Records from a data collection
__________________________________________________
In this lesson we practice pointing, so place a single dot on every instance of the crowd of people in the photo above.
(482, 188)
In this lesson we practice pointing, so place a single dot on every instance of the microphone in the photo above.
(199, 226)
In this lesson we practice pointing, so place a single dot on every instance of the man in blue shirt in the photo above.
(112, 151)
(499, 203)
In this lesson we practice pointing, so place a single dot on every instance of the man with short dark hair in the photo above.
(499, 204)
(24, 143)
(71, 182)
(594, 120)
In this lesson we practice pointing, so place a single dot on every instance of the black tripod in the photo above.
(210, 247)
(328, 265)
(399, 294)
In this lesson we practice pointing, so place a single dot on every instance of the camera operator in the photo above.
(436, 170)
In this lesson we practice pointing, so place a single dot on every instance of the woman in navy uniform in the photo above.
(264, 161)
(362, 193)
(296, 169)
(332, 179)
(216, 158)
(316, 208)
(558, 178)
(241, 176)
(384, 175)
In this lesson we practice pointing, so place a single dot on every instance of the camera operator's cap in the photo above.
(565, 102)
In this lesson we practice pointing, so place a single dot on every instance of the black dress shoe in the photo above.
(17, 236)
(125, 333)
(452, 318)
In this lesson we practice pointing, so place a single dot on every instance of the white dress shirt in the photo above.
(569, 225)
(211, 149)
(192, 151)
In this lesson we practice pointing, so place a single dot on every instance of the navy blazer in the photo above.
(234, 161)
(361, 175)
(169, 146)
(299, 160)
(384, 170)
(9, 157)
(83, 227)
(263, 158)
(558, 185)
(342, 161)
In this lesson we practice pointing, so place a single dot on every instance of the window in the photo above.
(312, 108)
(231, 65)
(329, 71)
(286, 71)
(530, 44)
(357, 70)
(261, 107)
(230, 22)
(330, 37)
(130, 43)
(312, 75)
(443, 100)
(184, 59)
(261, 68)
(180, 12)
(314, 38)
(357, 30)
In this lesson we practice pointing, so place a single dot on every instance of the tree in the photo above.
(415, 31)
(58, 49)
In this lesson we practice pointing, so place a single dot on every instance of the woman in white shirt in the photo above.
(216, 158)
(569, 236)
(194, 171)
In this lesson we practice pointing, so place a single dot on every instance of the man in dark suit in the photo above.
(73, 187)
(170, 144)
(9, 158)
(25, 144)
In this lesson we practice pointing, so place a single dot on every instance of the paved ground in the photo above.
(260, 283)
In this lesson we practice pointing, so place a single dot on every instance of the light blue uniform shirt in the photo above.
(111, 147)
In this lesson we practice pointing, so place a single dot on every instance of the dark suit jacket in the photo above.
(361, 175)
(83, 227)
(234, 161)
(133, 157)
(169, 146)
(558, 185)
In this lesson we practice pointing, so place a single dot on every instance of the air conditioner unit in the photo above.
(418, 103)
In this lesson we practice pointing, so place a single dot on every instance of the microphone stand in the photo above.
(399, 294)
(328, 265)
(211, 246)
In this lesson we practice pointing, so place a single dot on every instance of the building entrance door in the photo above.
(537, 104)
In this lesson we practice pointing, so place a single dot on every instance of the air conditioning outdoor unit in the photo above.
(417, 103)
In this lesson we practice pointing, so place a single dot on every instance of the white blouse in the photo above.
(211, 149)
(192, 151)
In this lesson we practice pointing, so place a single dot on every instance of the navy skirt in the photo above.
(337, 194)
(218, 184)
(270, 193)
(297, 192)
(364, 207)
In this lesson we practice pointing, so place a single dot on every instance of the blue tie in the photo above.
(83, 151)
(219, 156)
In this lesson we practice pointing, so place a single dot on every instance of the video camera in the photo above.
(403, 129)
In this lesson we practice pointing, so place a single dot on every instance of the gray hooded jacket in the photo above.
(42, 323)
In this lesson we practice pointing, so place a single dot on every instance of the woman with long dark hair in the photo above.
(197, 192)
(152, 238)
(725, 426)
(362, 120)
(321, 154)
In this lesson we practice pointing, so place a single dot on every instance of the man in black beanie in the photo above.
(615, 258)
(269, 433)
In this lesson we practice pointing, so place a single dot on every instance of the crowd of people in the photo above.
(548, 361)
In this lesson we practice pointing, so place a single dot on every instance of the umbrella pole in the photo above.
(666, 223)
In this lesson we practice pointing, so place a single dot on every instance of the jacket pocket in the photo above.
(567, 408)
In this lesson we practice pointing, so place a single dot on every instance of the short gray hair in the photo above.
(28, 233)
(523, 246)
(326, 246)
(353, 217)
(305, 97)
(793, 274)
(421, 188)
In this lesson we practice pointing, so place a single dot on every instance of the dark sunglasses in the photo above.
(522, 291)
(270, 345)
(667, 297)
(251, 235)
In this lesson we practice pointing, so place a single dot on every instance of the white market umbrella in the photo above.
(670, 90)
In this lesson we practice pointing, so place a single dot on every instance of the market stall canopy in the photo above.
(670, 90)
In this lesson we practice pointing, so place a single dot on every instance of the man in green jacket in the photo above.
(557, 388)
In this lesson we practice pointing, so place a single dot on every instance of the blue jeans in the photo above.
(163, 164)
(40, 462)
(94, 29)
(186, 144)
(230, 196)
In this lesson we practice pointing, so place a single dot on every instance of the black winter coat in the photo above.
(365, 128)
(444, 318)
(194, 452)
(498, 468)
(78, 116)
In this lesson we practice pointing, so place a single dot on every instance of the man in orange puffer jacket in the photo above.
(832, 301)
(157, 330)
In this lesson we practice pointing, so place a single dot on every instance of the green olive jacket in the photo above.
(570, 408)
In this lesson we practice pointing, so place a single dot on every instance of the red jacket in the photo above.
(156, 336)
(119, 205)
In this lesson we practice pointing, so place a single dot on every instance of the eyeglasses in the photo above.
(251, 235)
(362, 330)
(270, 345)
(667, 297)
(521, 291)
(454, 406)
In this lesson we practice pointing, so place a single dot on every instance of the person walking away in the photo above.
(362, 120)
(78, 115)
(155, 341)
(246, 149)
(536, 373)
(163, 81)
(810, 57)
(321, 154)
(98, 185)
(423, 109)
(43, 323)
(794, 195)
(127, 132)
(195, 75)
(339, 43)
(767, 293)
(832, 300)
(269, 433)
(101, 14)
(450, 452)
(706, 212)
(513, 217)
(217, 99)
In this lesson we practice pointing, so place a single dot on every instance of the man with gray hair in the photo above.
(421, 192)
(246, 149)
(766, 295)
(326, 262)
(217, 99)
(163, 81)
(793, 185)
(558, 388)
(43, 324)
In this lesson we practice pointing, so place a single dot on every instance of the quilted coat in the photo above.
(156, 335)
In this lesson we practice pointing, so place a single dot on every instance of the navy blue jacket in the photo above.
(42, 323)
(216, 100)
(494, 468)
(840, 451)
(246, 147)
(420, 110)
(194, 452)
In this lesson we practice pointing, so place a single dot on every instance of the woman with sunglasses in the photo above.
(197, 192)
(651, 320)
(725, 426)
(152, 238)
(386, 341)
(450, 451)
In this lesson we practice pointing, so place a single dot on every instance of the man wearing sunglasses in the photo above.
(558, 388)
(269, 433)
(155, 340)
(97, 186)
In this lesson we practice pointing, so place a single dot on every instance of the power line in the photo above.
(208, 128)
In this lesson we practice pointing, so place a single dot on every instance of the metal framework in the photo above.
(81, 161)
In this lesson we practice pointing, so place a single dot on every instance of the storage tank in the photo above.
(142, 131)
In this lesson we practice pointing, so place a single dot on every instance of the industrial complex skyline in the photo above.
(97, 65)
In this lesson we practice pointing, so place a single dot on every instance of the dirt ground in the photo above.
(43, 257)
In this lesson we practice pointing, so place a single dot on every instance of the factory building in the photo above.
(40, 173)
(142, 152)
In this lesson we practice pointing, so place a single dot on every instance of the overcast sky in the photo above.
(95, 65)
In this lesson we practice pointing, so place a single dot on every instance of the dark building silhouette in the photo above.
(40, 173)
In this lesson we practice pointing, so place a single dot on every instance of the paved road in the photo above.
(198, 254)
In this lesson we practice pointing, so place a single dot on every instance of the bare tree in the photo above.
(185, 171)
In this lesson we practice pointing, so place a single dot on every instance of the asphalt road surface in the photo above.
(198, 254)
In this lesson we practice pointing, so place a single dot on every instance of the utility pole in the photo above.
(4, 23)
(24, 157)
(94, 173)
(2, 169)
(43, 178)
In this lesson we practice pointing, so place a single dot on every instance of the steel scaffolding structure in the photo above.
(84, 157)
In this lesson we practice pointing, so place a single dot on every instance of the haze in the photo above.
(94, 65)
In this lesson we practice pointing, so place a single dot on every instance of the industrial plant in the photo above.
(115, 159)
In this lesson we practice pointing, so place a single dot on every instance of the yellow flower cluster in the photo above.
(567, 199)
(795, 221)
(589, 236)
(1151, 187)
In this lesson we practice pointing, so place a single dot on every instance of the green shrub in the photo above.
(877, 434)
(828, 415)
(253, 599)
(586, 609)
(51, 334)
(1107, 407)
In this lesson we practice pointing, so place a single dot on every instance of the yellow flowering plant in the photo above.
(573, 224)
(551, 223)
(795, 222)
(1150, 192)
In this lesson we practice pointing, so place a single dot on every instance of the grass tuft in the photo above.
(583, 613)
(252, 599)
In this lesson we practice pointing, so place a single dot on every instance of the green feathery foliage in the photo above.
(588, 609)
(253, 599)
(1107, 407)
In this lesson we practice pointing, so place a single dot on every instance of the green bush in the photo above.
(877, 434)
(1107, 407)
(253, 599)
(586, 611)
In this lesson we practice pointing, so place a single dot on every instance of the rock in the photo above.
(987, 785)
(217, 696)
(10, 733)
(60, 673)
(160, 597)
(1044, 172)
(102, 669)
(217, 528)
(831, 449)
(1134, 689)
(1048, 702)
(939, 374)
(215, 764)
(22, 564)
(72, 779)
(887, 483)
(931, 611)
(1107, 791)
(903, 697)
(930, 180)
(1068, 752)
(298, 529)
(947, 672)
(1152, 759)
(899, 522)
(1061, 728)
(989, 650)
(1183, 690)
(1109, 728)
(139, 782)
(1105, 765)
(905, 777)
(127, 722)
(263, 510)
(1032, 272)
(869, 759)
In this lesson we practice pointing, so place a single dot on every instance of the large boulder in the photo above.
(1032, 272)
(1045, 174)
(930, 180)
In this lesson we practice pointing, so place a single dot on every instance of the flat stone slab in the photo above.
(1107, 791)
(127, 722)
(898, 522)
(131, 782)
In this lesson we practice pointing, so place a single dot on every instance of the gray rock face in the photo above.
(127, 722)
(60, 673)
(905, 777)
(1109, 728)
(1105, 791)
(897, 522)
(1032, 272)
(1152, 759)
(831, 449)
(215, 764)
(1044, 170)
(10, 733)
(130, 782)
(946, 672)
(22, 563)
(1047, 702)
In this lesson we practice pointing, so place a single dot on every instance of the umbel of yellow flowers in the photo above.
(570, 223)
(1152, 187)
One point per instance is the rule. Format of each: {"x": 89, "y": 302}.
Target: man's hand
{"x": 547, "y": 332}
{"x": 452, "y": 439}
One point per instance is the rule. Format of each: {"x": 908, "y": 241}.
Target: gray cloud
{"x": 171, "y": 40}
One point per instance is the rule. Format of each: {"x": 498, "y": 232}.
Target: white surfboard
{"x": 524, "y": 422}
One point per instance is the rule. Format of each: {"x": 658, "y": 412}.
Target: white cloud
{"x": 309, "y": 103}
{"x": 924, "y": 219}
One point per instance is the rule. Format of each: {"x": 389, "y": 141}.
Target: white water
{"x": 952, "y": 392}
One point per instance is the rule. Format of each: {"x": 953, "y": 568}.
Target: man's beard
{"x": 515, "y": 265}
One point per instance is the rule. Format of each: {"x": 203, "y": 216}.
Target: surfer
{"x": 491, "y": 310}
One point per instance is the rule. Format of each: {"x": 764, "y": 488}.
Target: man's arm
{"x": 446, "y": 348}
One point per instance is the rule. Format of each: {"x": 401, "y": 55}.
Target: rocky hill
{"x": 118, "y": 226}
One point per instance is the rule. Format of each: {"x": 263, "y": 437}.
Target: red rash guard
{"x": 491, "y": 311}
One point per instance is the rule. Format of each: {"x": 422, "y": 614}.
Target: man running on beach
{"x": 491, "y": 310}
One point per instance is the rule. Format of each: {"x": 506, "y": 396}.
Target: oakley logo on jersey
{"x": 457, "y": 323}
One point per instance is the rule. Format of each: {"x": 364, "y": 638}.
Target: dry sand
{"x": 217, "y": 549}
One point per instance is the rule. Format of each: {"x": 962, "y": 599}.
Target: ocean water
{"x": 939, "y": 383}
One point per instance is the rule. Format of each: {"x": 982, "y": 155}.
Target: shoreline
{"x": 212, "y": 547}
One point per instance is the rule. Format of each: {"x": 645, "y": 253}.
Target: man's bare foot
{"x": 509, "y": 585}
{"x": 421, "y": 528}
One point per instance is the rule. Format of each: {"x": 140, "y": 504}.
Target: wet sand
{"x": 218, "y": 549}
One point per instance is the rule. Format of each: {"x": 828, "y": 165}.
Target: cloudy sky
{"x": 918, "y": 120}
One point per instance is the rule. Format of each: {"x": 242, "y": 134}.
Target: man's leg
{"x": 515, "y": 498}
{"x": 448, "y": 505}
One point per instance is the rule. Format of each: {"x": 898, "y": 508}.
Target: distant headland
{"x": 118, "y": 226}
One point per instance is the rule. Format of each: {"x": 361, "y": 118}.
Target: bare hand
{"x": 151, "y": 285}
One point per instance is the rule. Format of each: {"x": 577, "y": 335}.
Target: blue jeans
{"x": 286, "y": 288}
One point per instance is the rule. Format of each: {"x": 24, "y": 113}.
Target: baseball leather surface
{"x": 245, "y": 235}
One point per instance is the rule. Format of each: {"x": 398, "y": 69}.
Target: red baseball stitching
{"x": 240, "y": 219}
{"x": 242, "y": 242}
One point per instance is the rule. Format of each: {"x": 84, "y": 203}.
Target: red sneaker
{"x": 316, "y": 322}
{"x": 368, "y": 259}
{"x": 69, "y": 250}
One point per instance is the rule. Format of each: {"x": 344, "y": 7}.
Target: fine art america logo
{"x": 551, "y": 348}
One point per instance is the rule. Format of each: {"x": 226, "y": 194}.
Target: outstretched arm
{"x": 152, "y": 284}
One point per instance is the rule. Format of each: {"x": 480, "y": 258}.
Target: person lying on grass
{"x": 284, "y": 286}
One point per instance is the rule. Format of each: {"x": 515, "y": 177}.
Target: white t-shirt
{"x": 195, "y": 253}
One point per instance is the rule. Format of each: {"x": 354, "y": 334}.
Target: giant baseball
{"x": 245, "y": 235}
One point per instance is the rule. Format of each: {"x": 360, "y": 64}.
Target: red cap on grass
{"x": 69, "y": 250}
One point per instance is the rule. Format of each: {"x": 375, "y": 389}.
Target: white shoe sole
__________________________________________________
Restate word for word the lines running from the line that holds "Target: blue jeans" to the final line of the entries.

### EXERCISE RESPONSE:
Target: blue jeans
{"x": 286, "y": 288}
One point per instance is the rule. Format of each: {"x": 24, "y": 113}.
Target: baseball leather surface
{"x": 245, "y": 235}
One point per instance is the rule. Format of each: {"x": 398, "y": 69}.
Target: red baseball stitching
{"x": 240, "y": 219}
{"x": 242, "y": 242}
One point per instance is the rule. Format of each: {"x": 84, "y": 203}.
Target: red sneaker
{"x": 316, "y": 322}
{"x": 368, "y": 259}
{"x": 69, "y": 250}
One point per instance is the rule. Format of each: {"x": 344, "y": 7}.
Target: fine art america logo
{"x": 551, "y": 348}
One point per instance is the rule. Format of each: {"x": 226, "y": 194}.
Target: outstretched arm
{"x": 152, "y": 284}
One point per instance is the rule. Format of each: {"x": 480, "y": 258}.
Target: person lying on grass
{"x": 284, "y": 286}
One point per instance is the rule. Format of each: {"x": 515, "y": 177}.
Target: white t-shirt
{"x": 195, "y": 253}
One point per instance is the rule. Format of each: {"x": 354, "y": 334}.
Target: giant baseball
{"x": 245, "y": 235}
One point per instance is the rule. Format of each: {"x": 360, "y": 64}.
Target: red cap on grass
{"x": 69, "y": 250}
One point per instance is the rule. Format of each: {"x": 375, "y": 389}.
Target: white shoe sole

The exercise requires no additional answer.